**About this task:**
Would you filter these records and copy every line that has the word "rocky"?

**Stored dataset items:**
---

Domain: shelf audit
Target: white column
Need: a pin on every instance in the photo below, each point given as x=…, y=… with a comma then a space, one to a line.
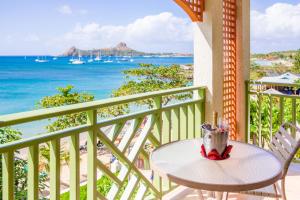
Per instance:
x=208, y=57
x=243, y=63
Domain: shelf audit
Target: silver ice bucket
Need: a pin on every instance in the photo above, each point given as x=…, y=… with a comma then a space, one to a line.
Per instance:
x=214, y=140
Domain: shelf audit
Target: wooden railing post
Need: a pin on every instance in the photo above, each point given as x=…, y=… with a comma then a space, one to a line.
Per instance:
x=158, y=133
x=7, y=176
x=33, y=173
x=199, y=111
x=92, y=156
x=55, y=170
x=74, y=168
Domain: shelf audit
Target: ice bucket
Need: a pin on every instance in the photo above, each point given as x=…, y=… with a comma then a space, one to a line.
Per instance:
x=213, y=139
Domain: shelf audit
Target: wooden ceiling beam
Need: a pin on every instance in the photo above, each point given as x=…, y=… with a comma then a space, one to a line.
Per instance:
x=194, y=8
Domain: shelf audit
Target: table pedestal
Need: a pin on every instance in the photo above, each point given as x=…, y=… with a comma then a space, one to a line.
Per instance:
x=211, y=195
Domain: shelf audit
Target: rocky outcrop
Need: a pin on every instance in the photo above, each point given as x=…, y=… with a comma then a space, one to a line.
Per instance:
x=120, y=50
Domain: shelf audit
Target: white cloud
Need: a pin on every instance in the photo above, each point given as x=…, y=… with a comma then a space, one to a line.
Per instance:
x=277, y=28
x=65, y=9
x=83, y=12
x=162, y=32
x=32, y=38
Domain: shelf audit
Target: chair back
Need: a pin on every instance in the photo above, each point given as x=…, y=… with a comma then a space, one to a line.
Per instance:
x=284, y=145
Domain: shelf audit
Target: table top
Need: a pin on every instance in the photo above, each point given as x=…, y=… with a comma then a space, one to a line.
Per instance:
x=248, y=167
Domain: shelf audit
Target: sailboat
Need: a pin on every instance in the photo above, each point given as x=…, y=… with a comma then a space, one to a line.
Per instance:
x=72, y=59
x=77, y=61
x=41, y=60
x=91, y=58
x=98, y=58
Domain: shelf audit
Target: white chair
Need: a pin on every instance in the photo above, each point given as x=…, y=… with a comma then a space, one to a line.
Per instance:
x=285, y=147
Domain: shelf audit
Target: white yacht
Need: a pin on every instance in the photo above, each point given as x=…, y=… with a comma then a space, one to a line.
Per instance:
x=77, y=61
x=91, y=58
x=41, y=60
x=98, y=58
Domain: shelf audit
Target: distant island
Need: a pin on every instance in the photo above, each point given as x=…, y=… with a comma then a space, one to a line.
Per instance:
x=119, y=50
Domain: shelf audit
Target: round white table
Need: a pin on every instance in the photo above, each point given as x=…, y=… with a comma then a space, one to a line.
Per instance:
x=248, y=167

---

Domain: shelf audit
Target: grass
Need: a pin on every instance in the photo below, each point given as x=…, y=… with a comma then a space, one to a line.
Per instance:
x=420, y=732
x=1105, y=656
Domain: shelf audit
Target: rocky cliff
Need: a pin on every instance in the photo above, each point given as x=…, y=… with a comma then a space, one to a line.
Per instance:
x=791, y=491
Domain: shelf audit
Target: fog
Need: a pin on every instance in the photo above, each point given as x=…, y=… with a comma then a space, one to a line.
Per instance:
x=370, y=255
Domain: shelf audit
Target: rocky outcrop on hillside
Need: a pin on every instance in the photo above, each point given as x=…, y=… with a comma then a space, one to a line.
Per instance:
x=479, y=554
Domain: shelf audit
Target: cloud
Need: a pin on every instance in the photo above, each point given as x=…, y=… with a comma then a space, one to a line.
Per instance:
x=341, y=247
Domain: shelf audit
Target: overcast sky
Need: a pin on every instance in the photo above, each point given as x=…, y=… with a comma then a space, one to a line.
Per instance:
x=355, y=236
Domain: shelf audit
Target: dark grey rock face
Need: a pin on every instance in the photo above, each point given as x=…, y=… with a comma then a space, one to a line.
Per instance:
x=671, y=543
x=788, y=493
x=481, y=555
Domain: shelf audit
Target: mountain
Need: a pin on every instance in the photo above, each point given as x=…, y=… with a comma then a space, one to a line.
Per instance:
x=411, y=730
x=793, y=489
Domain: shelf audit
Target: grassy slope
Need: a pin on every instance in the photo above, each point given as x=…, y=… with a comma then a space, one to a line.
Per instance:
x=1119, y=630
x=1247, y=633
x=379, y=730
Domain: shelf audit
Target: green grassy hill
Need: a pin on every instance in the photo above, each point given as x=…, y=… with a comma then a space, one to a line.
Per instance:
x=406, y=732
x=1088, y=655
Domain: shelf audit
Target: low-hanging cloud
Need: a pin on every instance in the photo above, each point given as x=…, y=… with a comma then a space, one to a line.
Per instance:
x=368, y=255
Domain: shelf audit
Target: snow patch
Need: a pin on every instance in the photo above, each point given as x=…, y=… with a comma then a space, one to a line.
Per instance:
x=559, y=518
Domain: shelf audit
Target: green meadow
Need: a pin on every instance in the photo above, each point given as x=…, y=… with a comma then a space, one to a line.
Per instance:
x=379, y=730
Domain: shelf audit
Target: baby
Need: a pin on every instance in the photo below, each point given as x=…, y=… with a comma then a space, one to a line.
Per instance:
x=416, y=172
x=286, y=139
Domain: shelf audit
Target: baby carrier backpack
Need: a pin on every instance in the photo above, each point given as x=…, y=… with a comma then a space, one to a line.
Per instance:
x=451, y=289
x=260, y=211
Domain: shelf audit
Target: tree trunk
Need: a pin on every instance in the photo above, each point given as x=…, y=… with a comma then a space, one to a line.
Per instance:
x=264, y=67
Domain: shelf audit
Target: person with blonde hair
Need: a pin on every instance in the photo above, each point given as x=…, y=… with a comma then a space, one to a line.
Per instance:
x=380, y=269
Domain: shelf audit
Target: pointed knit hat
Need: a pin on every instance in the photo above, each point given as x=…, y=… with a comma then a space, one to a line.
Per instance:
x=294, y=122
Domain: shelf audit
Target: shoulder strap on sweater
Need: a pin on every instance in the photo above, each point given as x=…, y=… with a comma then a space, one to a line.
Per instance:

---

**Exercise answer:**
Target: rocky outcrop
Target: rocky cliff
Target: rocky outcrop on hillside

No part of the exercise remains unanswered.